▸ 所给摘录:
/---

针对某个chromium模块进行分析的办法

编译完整chromium
进入obj目录删除想要分析的模块的obj文件

执行以下命令

gn gen out/ql && codeql database create <targetFolder> --language=cpp --Command=' ninja -C out/ql chrome'

建立的输出文件夹结构

- log\                # 输出的日志信息
- db-cpp\             # 编译的数据库
- src.zip             # 编译所对应的目标源码
- codeql-database.yml # 数据库相关配置

这部分可参考 CodeQL分析项目

初探CodeQL (Uboot)

GitHub Security Lab CTF 2: U-Boot Challenge | GitHub Security Lab

CodeQL的使用主要在于QL语句的编写，这里先从Github提供的入门项目Uboot Challenge开始熟悉

这个uboot项目基于对U-Boot NFS RCE漏洞的挖掘简化

在这个项目中我们逐步完善QL语句，编写查询寻找一种RCE的模式

即 memcpy的size参数来自通过ntoh系列函数接受的远程输入

sink -> memcpy
source -> ntoh

只要在dataflow中找到两者参数间的可达路径，则说明远程可控memcpy的size参数，即可造成内存溢出最终导致RCE

Step 3 运行CodeQL

import cpp

from Function f
where f.getName() = "strlen"
select f, "a function named strlen"

从Function类型表中使用getName方法查找所有名称为strlen的函数定义

Step 4 剖析一个查询

一个查询的结构大致为

import /* ... 引用 CodeQL 库 ... */

from /* ... 变量声明 ... */
where /* ... 有关变量的逻辑表达式(约束条件) ... */
select /* ... 输出表达式 ... */

编写语句查找memcpy函数的定义

import cpp

from Function f
where f.getName() = "memcpy"
select f, "a function named memcpy"

Step 5 使用不同类型及对应谓词

编写语句查找ntohs、ntohl和ntohll宏的定义

引入了新的 Macro类，并使用正则匹配

import cpp 

from Macro m
where m.getName().regexpMatch("ntoh(s|l|ll)")
select m,m.getName()

Step 6 关联两个变量

编写语句查找所有的memcpy被调用

使用多个变量关联描述复杂代码关系

新的FunctionCall类

import cpp

from FunctionCall c, Function f
where c.getTarget() = f and f.getName() = "memcpy"
select c

事实上可以简化为单变量的约束

import cpp

from FunctionCall c
where c.getTarget().getName() = "memcpy"
select c

Step 7 继续关联两个变量

查找所有的ntoh*宏的调用

这里就直接继续用单变量方法了

import cpp

from MacroInvocation mi
where mi.getMacroName().regexpMatch("ntoh(s|l|ll)")
select mi

Step 8 修改查找结果的输出

查找这些宏调用所扩展到的顶级表达式

使用getExpr()谓词来返回我们要的表达式

import cpp

from MacroInvocation mi
where mi.getMacro().getName().regexpMatch("ntoh(s|l|ll)")
select mi.getExpr()

Step 9 编写自己的类

用exists引入临时变量，设置一个类的数据集合，声明时同名特征谓词会被调用以确定类的中的数据范围

由模板

import cpp

class NetworkByteSwap extends Expr {
  NetworkByteSwap () {
    // TODO: replace <class> and <var>
    exists(<class> <var> |
      // TODO: <condition>
    )

\---

▸ 记录数据:
/---

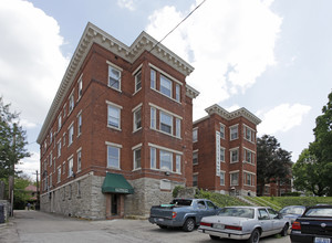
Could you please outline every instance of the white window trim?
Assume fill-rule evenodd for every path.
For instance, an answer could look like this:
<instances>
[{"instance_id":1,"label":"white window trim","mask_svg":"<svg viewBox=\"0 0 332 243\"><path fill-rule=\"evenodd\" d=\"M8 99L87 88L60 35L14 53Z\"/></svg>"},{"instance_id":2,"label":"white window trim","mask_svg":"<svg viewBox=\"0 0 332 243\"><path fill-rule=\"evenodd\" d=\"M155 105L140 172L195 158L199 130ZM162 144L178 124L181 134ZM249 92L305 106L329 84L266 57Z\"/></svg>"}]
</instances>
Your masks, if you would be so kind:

\---

▸ 任务 1:
在这段CodeQL摘录里，Step 5 引入了哪个新的类？
▸ 任务 2:
请把这段CodeQL摘录中从“gn gen out/ql”开始、到“初探CodeQL (Uboot)”为止（含这一处）的部分一字不差地抄写出来。
▸ 任务 3:
写出这段CodeQL摘录接下来的内容。

▸ 练习答案 1:
Macro类。

▸ 练习答案 2:
gn gen out/ql && codeql database create <targetFolder> --language=cpp --Command=' ninja -C out/ql chrome'

建立的输出文件夹结构

- log\                # 输出的日志信息
- db-cpp\             # 编译的数据库
- src.zip             # 编译所对应的目标源码
- codeql-database.yml # 数据库相关配置

这部分可参考 CodeQL分析项目

初探CodeQL (Uboot)

▸ 练习答案 3:
  } 
}

from NetworkByteSwap n
select n, "Network byte swap"

得到

import cpp

class NetworkByteSwap extends Expr {
  NetworkByteSwap() {
    exists(MacroInvocation mi |
      mi.getMacroName().regexpMatch("ntoh(s|l|ll)") and
      this = mi.getExpr()
    )
  }
}

from NetworkByteSwap n
select n

Step 10 数据流分析

实现一个典型的污点分析

拓展TaintTracking类，覆盖添加isSource和isSink来约束我们需要查找的数据路径，从两个dataflow间搜索这样的路径

靠这个方法，可以从提供的uboot版本数据库中搜索出11个结果，即11个CVE !

import cpp
import semmle.code.cpp.dataflow.TaintTracking
import DataFlow::PathGraph


class NetworkByteSwap extends Expr {
  NetworkByteSwap() {
    exists(MacroInvocation mi |
      mi.getMacroName().regexpMatch("ntoh(s|l|ll)") and
      this = mi.getExpr()
    )
  }
}

class Config extends TaintTracking::Configuration {
  Config() { this = "Config: this name doesn't matter" }

  override predicate isSource(DataFlow::Node source) { source.asExpr() instanceof NetworkByteSwap }
  
  override predicate isSink(DataFlow::Node sink) {
    exists(FunctionCall c | c.getTarget().getName() = "memcpy" and sink.asExpr() = c.getArgument(2))
  }
}

from Config cfg, DataFlow::PathNode source, DataFlow::PathNode sink
where cfg.hasFlowPath(source, sink)
select sink, source, sink, "Network byte swap flows to memcpy"

More Detail

https://securitylab.github.com/research/uboot-rce-nfs-vulnerability/

完整的查询

import cpp

import semmle.code.cpp.dataflow.TaintTracking
import semmle.code.cpp.rangeanalysis.SimpleRangeAnalysis

class NetworkByteOrderTranslation extends Expr {
  NetworkByteOrderTranslation() {
    // On Windows, there are ntoh* functions.
    this.(Call).getTarget().getName().regexpMatch("ntoh(l|ll|s)")
    or
    // On Linux, and in some code bases, these are defined as macros.
    this = any(MacroInvocation mi |
        mi.getOutermostMacroAccess().getMacroName().regexpMatch("(?i)(^|.*_)ntoh(l|ll|s)")
      ).getExpr()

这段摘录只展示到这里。